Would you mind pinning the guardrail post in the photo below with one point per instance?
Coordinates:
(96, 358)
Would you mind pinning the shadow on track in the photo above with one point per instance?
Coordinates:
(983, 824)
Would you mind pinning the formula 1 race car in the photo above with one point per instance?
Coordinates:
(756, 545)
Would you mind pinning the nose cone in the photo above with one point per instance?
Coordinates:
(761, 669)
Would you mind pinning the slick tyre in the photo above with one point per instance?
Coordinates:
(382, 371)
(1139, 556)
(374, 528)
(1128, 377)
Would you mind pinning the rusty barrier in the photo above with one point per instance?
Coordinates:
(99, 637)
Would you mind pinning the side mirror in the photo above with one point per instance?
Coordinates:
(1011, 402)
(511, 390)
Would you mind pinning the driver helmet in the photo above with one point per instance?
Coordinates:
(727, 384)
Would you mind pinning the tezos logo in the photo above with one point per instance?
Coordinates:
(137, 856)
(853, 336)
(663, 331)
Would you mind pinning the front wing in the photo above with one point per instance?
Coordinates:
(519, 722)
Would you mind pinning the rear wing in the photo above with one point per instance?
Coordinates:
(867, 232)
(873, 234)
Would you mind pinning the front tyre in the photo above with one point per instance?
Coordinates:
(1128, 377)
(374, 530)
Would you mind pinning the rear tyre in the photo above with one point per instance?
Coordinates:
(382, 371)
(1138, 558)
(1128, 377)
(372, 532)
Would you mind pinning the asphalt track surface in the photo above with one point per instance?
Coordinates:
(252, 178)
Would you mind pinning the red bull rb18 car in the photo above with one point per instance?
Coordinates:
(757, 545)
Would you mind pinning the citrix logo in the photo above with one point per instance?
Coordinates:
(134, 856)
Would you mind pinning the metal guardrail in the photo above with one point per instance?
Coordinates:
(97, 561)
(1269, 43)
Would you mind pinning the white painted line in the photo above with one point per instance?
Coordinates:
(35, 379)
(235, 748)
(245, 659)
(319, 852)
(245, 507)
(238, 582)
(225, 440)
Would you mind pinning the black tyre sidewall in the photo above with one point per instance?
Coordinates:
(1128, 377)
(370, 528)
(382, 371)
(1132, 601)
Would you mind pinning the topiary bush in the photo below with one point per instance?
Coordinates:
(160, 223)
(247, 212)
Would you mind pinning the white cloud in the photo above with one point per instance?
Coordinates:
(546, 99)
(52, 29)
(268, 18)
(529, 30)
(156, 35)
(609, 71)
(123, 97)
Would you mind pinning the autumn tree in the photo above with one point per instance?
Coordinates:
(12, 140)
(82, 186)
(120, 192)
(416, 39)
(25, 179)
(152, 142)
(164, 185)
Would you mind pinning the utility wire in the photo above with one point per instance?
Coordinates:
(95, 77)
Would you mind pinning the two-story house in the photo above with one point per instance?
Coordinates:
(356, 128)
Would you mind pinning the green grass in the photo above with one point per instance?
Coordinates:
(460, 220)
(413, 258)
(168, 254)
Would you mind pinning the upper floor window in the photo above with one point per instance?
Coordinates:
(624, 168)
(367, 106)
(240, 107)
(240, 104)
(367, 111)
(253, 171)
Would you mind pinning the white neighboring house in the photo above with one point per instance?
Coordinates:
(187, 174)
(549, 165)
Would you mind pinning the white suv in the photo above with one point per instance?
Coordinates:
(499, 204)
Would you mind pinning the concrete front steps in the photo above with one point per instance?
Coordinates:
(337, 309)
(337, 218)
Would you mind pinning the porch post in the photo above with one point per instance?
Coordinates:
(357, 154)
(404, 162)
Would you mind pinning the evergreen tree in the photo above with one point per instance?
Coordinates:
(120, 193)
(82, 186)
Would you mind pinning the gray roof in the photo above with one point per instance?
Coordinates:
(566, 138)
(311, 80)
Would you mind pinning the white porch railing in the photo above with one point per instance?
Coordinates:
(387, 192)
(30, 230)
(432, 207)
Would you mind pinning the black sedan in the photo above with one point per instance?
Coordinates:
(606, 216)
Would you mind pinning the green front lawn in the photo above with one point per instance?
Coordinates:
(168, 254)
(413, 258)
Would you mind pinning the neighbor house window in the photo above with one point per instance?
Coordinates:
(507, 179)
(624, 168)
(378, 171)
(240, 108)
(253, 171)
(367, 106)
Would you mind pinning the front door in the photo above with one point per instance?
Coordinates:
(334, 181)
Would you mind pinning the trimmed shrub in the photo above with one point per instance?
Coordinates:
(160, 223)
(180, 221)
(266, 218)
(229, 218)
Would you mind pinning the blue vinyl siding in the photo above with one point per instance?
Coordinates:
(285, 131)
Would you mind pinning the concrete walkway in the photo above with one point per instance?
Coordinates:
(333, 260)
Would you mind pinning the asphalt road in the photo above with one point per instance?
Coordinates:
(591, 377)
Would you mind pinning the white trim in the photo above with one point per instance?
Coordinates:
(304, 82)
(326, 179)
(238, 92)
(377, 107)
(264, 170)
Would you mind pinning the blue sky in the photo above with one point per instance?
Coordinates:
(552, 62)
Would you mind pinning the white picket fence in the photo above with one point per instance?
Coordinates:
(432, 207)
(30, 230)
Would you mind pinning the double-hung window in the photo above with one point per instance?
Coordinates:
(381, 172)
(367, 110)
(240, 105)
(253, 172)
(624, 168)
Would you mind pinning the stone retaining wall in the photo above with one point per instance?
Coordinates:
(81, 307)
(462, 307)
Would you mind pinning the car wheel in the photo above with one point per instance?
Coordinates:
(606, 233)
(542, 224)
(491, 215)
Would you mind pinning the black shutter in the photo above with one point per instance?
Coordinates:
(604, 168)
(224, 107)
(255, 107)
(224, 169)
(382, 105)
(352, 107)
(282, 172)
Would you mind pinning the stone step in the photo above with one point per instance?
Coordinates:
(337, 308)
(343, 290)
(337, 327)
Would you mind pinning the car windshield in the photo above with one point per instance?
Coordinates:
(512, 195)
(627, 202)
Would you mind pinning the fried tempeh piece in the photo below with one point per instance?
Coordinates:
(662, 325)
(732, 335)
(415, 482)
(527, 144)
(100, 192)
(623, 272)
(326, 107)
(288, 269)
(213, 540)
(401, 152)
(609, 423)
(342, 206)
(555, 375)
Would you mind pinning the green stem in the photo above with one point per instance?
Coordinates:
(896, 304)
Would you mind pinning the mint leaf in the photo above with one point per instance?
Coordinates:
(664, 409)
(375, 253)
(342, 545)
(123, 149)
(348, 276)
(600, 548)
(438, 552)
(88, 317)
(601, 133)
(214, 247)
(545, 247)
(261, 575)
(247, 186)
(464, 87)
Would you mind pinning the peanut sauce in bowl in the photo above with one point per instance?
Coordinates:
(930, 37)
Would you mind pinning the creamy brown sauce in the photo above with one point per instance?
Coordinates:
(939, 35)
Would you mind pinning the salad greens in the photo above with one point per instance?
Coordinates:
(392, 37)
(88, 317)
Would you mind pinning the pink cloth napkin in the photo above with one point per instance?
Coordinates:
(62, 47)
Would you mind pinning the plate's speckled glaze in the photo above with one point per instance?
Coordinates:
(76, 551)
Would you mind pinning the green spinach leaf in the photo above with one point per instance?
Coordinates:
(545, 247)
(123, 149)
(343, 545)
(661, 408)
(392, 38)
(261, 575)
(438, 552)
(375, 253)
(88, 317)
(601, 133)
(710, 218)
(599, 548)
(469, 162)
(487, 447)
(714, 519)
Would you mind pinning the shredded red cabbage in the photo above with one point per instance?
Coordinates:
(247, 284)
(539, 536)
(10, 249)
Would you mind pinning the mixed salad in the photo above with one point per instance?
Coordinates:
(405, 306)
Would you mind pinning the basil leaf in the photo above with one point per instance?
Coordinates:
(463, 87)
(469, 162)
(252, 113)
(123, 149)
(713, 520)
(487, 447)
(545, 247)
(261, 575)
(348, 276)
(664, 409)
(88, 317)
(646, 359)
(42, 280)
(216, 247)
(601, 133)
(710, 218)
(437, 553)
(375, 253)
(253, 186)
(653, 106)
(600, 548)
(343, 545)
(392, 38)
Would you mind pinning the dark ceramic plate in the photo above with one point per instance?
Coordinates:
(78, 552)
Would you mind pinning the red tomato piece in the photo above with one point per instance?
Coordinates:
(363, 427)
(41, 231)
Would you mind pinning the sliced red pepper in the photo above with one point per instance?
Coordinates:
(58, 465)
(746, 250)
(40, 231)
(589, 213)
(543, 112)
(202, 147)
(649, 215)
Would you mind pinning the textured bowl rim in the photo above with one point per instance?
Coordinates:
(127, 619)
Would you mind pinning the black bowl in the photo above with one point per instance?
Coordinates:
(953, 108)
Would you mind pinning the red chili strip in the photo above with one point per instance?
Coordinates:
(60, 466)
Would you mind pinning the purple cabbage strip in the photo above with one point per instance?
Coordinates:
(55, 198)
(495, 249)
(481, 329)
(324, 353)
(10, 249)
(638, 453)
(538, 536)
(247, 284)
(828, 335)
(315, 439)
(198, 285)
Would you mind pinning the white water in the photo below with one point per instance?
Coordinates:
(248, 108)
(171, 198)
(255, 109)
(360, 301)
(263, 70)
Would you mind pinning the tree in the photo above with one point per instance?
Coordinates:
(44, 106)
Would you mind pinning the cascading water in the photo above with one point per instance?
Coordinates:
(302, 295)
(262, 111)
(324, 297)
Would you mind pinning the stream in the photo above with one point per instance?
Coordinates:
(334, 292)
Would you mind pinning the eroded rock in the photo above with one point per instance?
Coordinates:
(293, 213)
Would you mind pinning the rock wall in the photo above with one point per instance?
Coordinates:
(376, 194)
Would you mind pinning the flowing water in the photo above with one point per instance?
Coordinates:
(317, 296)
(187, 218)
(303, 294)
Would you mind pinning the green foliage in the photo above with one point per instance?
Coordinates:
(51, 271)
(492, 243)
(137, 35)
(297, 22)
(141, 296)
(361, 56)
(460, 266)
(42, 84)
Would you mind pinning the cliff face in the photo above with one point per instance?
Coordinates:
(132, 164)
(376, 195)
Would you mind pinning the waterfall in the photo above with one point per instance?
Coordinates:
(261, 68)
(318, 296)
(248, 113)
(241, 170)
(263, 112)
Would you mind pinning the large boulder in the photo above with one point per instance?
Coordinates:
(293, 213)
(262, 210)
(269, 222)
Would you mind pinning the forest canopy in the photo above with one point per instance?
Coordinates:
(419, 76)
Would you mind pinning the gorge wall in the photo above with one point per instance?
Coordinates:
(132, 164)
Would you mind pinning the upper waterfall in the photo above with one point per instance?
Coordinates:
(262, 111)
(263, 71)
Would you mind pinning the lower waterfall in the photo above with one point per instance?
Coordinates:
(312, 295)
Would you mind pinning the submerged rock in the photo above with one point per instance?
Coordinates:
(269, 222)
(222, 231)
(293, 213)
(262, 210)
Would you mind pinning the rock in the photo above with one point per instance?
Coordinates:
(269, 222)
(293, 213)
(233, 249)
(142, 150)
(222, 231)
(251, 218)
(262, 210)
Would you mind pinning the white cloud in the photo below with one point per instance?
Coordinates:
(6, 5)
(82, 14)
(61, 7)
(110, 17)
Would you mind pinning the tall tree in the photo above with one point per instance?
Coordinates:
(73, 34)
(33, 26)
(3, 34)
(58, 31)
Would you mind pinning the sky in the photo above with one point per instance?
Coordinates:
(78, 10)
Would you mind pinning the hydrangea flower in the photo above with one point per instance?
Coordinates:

-=-=-

[TO DO]: Pull every line with the string "rock" out of the material.

[WRITTEN SOLUTION]:
Would you mind pinning the eroded rock in the photo above with one point per instance?
Would you mind pinning the rock wall in the photo above with one point per instance?
Would you mind pinning the submerged rock in the photo above with one point per instance?
Would you mind pinning the rock in the photo above with one point per instance?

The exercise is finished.